── EXERCISE MATERIAL ──
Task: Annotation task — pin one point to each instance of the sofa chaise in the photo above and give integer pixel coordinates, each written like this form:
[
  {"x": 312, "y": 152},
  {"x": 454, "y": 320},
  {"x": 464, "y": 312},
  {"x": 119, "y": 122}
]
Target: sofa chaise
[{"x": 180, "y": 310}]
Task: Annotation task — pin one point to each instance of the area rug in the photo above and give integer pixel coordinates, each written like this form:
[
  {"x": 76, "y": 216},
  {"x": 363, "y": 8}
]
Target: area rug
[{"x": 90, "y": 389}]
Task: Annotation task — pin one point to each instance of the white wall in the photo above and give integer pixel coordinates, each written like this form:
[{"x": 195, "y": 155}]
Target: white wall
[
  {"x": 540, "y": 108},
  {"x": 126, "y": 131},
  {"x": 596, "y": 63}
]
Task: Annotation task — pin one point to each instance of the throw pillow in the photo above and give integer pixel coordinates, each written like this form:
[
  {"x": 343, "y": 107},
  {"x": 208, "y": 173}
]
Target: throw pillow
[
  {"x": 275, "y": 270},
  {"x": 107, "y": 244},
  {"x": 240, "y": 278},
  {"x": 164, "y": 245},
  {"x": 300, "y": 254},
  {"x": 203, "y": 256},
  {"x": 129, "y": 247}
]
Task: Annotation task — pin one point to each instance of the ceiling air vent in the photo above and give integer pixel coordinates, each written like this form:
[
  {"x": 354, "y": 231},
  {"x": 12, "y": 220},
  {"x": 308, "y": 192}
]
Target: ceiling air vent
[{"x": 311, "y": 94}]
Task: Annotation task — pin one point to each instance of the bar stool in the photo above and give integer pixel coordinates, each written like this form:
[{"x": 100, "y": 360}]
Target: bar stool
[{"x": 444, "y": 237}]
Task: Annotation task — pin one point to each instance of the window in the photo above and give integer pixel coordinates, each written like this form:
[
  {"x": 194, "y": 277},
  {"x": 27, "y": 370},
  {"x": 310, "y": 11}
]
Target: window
───
From the entries above, pull out each line that includes "window".

**SOLUTION TO THE PROBLEM**:
Task: Annotation task — pin one point to each instance of the window in the photo above and give integer pixel coordinates, each written like this form:
Target: window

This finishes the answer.